* _Selection_:
━━━━━━━━━━━━━━━━━━━━

Citation : 2021 Latest Caselaw 5247 MP
Judgement Date : 9 September, 2021
1
HIGH COURT OF MADHYA PRADESH
PRINCIPAL SEAT AT JABALPUR
Criminal Appeal No.1716/2002
Lalu Sindhi alias Dayaldas
Vs.
The State of Madhya Pradesh
For the Appellant : Mr. Surendra Singh , Ld. Sr. Adv.
with Mr. Ashwani Dubey, learned
Advocate.
For the Respondent/ : Mr. Piyush Bhatnagar, Ld. Panel Lawyer
State
and
Criminal Appeal No.181/2003
The State of Madhya Pradesh
Vs.
Rajesh Senani and another
For the Appellant/ : Mr. Piyush Bhatnagar, Ld. Panel Lawyer
State
For the Respondent/ : Mr. Siddharth Datt, Ld. Adv.
Coram: Hon'ble Mr. Justice Atul Sreedharan
Hon'ble Mrs. Justice Sunita Yadav
JUDGMENT
(09 /09/2021)

━━━━━━━━━━━━━━━━━━━━

* _Supplied information_:
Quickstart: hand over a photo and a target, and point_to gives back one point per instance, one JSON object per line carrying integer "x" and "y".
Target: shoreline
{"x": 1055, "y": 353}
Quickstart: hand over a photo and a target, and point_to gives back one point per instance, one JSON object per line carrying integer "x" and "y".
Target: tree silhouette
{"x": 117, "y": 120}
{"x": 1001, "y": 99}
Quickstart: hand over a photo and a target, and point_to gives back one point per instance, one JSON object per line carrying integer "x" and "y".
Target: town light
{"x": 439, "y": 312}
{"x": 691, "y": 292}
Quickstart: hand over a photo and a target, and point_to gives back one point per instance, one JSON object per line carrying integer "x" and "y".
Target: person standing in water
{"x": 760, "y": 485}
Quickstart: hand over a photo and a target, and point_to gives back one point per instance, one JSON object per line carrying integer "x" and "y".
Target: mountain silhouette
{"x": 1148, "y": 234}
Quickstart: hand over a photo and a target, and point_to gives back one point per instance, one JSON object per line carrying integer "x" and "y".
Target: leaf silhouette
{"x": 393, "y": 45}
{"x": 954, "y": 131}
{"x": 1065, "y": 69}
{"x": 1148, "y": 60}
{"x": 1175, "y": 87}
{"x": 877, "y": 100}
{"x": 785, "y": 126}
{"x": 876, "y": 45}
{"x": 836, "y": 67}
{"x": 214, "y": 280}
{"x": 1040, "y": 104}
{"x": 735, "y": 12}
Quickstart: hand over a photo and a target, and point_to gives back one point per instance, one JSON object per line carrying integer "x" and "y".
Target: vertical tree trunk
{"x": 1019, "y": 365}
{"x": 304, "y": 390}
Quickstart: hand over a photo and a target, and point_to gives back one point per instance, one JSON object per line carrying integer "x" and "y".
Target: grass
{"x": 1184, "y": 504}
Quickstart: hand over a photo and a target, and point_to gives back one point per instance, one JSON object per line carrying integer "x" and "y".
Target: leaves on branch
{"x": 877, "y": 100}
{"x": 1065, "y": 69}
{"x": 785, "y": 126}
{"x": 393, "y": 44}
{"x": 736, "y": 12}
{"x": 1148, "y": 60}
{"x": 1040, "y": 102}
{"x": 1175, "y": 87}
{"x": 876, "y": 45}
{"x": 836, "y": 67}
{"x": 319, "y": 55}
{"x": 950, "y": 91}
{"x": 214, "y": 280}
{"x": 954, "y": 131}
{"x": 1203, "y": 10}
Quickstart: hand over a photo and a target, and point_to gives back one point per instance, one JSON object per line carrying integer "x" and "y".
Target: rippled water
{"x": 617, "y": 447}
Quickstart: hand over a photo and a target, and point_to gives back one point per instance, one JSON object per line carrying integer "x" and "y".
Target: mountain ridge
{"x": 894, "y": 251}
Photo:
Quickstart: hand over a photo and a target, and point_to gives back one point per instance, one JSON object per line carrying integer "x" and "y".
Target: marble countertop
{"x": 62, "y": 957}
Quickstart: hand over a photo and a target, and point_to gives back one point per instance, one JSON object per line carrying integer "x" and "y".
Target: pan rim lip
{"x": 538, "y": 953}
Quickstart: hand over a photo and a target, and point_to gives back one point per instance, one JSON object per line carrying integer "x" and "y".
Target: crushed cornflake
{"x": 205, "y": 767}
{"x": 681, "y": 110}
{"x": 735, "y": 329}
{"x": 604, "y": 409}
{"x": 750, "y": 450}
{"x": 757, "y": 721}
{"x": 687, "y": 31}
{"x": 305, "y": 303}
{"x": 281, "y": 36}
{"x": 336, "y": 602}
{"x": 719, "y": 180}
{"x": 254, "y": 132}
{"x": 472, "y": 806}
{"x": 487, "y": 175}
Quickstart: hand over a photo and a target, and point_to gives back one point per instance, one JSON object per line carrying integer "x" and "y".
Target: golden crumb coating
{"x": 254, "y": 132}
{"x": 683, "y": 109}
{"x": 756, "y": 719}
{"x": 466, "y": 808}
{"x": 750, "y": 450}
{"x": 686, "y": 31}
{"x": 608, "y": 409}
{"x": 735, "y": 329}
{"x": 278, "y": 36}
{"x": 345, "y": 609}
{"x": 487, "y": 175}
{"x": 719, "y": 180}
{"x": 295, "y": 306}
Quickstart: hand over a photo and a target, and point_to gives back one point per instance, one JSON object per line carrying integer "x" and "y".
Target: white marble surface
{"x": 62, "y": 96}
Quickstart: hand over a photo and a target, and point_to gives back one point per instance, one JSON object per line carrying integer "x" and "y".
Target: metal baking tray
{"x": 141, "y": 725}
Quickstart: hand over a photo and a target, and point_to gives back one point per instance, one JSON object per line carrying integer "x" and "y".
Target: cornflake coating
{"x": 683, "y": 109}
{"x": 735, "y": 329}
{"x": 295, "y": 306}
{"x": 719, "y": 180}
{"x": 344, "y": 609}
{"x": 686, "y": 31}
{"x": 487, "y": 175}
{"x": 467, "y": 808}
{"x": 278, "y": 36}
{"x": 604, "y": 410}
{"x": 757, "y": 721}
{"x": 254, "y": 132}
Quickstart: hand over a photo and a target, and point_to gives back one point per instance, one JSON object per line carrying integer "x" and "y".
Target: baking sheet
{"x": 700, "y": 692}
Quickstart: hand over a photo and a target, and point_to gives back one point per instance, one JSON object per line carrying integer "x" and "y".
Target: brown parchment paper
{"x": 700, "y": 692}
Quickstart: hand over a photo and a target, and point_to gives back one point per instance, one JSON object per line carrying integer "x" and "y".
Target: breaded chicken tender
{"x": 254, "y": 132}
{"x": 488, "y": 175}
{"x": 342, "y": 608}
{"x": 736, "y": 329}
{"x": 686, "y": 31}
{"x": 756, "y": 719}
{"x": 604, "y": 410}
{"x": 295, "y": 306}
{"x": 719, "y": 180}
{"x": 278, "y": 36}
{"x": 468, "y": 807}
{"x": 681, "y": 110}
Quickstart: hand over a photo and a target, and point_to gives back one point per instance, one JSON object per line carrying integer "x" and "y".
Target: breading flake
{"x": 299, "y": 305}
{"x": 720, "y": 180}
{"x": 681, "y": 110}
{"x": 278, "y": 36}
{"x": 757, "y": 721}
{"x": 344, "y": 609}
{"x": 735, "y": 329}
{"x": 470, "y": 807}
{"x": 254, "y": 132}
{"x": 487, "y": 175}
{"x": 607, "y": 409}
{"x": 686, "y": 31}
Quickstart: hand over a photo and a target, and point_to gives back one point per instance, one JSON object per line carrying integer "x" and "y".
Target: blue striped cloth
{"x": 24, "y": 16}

━━━━━━━━━━━━━━━━━━━━

* _Problem to work on_: Reproduce the judgment header word for word, starting at "Citation : 2021" and ending at "Ld. Sr. Adv.".

* _Completed exercise_:
Citation : 2021 Latest Caselaw 5247 MP
Judgement Date : 9 September, 2021
1
HIGH COURT OF MADHYA PRADESH
PRINCIPAL SEAT AT JABALPUR
Criminal Appeal No.1716/2002
Lalu Sindhi alias Dayaldas
Vs.
The State of Madhya Pradesh
For the Appellant : Mr. Surendra Singh , Ld. Sr. Adv.